▸ Records for the exercise:
## Begin

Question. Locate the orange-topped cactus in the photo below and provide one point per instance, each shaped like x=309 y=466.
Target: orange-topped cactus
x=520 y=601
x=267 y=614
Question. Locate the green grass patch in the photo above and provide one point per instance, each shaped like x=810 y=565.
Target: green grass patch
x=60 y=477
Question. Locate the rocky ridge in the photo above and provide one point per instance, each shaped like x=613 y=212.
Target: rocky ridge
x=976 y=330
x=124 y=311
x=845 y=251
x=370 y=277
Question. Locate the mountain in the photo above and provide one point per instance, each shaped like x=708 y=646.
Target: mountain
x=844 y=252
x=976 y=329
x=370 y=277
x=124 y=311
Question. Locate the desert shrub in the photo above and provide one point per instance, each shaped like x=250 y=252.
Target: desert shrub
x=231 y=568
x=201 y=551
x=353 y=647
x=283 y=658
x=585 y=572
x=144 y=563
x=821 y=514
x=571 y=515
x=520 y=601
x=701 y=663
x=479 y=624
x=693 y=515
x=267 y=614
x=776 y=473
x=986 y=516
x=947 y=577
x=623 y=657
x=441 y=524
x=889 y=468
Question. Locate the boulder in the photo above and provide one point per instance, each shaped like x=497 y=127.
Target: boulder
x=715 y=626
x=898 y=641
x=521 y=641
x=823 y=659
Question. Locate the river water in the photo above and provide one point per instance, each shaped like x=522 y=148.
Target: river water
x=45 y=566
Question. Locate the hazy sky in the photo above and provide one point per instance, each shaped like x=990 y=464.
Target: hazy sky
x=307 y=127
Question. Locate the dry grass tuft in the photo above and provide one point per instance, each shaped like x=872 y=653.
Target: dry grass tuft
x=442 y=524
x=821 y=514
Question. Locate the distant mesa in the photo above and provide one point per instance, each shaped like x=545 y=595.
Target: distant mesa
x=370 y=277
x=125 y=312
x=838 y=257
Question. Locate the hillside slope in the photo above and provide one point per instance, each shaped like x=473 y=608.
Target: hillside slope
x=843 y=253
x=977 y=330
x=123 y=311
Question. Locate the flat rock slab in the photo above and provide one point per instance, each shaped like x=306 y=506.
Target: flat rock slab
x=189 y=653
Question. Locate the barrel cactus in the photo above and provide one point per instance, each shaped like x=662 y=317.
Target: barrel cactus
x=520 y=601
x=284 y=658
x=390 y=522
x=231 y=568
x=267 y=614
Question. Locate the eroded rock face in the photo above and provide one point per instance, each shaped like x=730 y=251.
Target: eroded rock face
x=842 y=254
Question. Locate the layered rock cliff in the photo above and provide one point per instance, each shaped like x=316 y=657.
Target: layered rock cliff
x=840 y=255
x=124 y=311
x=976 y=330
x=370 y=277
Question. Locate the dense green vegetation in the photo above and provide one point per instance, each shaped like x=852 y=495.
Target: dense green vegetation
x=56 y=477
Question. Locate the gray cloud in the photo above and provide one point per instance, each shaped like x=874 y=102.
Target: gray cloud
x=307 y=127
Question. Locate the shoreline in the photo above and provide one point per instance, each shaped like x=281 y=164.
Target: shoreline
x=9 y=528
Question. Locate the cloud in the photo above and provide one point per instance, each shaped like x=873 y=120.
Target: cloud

## End

▸ Your instructions: Copy out every record above again, with "Locate" changed to "Find" each time it appears and nothing else altered.

▸ Expected answer:
Question. Find the orange-topped cactus in the photo below and provide one point per instance, each shaped like x=309 y=466.
Target: orange-topped cactus
x=520 y=601
x=267 y=614
Question. Find the green grass patch in the photo above and provide one point per instance, each shaped like x=810 y=565.
Target: green grass patch
x=60 y=477
Question. Find the rocky ridge in the photo above and provide one point per instance, each shaped like x=613 y=212.
Target: rocky ridge
x=976 y=330
x=124 y=311
x=845 y=251
x=370 y=277
Question. Find the mountain in the photo above and provide one point per instance, each shaped like x=708 y=646.
Target: mountain
x=844 y=252
x=976 y=329
x=370 y=277
x=124 y=311
Question. Find the desert shrub in the photo above and provide one point per instance, each shaped like x=250 y=252.
Target: desert shrub
x=231 y=568
x=201 y=551
x=353 y=647
x=283 y=658
x=585 y=572
x=144 y=563
x=821 y=514
x=571 y=515
x=520 y=601
x=701 y=663
x=479 y=624
x=693 y=515
x=267 y=614
x=776 y=473
x=986 y=516
x=947 y=577
x=623 y=657
x=441 y=524
x=889 y=468
Question. Find the boulder in the photo above and provide one point per instance, each shaped like x=497 y=127.
Target: boulder
x=715 y=626
x=898 y=641
x=521 y=641
x=823 y=659
Question. Find the river water in the photo above and provide one point per instance, each shaped like x=522 y=148.
Target: river water
x=45 y=566
Question. Find the hazy sky in the photo above and provide one point per instance, each shaped like x=990 y=464.
Target: hazy sky
x=307 y=127
Question. Find the dry grass tuft in the photo above and provide one point per instance, each shaped like x=872 y=653.
Target: dry grass tuft
x=442 y=524
x=821 y=514
Question. Find the distant mesa in the photo above and provide one point per instance, each shaped like x=545 y=595.
Target: distant mesa
x=370 y=277
x=125 y=312
x=838 y=257
Question. Find the hillside slope in the photo above and provide one point per instance, each shaped like x=473 y=608.
Target: hillside slope
x=843 y=253
x=977 y=330
x=123 y=311
Question. Find the flat rock slab in the photo above and provide one point per instance, each shaped like x=306 y=506.
Target: flat rock slab
x=189 y=653
Question. Find the barrel cactus in the photo above and provide one point per instance, each shaped like x=662 y=317.
Target: barrel cactus
x=520 y=601
x=284 y=658
x=390 y=522
x=231 y=568
x=267 y=614
Question. Find the eroded rock face in the photo above and provide one point per instance, each shaped like x=730 y=251.
Target: eroded rock face
x=842 y=254
Question. Find the layered rock cliff in the photo above and provide one point per instance, each shaped like x=316 y=657.
Target: layered rock cliff
x=840 y=255
x=124 y=311
x=976 y=330
x=370 y=277
Question. Find the dense green vegetation in the photo above and provide one point per instance, each shaped like x=852 y=495.
Target: dense green vegetation
x=56 y=477
Question. Find the gray cloud in the photo above and provide one point per instance, each shaped like x=874 y=102.
Target: gray cloud
x=307 y=127
Question. Find the shoreline in the photo above and provide one point per instance, each shaped like x=281 y=164.
Target: shoreline
x=9 y=528
Question. Find the cloud in the photo above and provide one point per instance, each shaped like x=873 y=120.
Target: cloud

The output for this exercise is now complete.